== Given text ==
- - - -

IN RE: DAVID J.B., Petitioner-Appellant, v. MONIQUE H., Respondent-Respondent.

Decided: June 26, 2008

LIPPMAN, P.J., TOM, ANDRIAS, SAXE, JJ. Soto, Sanchez & Negron, LLP, Yonkers (Wilson Soto of counsel), for appellant. Anne Reiniger, New York, for respondent. Carol Sherman, The Children's Law Center, Brooklyn (Barbara H. Dildine of counsel), Law Guardian.

Order, Family Court, Bronx County (Diane Kiesel, J.), entered on or about September 6, 2006, which granted a final order of custody to respondent mother, including permission to relocate with the subject children to Florida, and a final order of visitation to petitioner father, unanimously affirmed, without costs.

- - - -

Segmentation annotation records:

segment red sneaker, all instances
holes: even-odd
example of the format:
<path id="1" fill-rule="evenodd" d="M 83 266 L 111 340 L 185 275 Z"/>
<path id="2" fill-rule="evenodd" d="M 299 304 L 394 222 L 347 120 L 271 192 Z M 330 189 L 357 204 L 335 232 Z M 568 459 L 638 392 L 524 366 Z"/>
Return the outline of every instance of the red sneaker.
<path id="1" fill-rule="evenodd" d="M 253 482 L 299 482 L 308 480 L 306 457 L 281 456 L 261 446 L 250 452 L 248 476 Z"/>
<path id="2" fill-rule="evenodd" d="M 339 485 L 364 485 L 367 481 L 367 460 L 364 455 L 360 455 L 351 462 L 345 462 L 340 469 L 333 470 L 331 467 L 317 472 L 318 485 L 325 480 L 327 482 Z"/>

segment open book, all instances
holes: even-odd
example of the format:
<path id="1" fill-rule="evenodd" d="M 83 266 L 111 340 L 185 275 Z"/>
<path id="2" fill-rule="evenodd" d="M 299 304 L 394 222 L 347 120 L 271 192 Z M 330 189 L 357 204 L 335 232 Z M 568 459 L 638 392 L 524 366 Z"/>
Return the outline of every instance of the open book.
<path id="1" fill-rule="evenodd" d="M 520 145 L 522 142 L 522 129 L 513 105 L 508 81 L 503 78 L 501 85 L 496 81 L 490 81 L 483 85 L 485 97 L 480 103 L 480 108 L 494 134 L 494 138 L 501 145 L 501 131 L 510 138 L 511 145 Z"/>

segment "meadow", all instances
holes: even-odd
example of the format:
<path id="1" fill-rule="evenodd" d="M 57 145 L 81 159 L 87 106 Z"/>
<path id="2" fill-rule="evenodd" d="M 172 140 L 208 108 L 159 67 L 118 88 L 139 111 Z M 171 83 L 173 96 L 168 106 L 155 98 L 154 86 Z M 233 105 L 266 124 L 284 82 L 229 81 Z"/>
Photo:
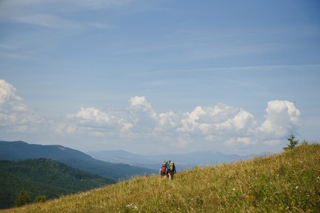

- - - -

== Exercise instructions ==
a - Please list the surnames of the justices named in the line of the custody appeal ruling that begins "LIPPMAN, P.J."
b - Pick up the custody appeal ruling after its last sentence and keep writing.

== Answer set ==
a - Lippman, Tom, Andrias, Saxe

b -
 “It is well established that in reviewing relocation and other custody issues, deference is to be accorded to the determination rendered by the factfinder, unless it lacks a sound and substantial basis in the record” (Yolanda R. v. Eugene I.G., 38 A.D.3d 288, 289, 831 N.Y.S.2d 387 [2007] ).   Here, the record shows that in considering the custody and relocation issues, the court properly considered the “best interests” of the children (see Eschbach v. Eschbach, 56 N.Y.2d 167, 171, 451 N.Y.S.2d 658, 436 N.E.2d 1260 [1982];  Matter of Tropea v. Tropea, 87 N.Y.2d 727, 739-741, 642 N.Y.S.2d 575, 665 N.E.2d 145 [1996] ), and a preponderance of the evidence supports the court's award of custody to respondent mother, including permitting her to remain in Florida with the children.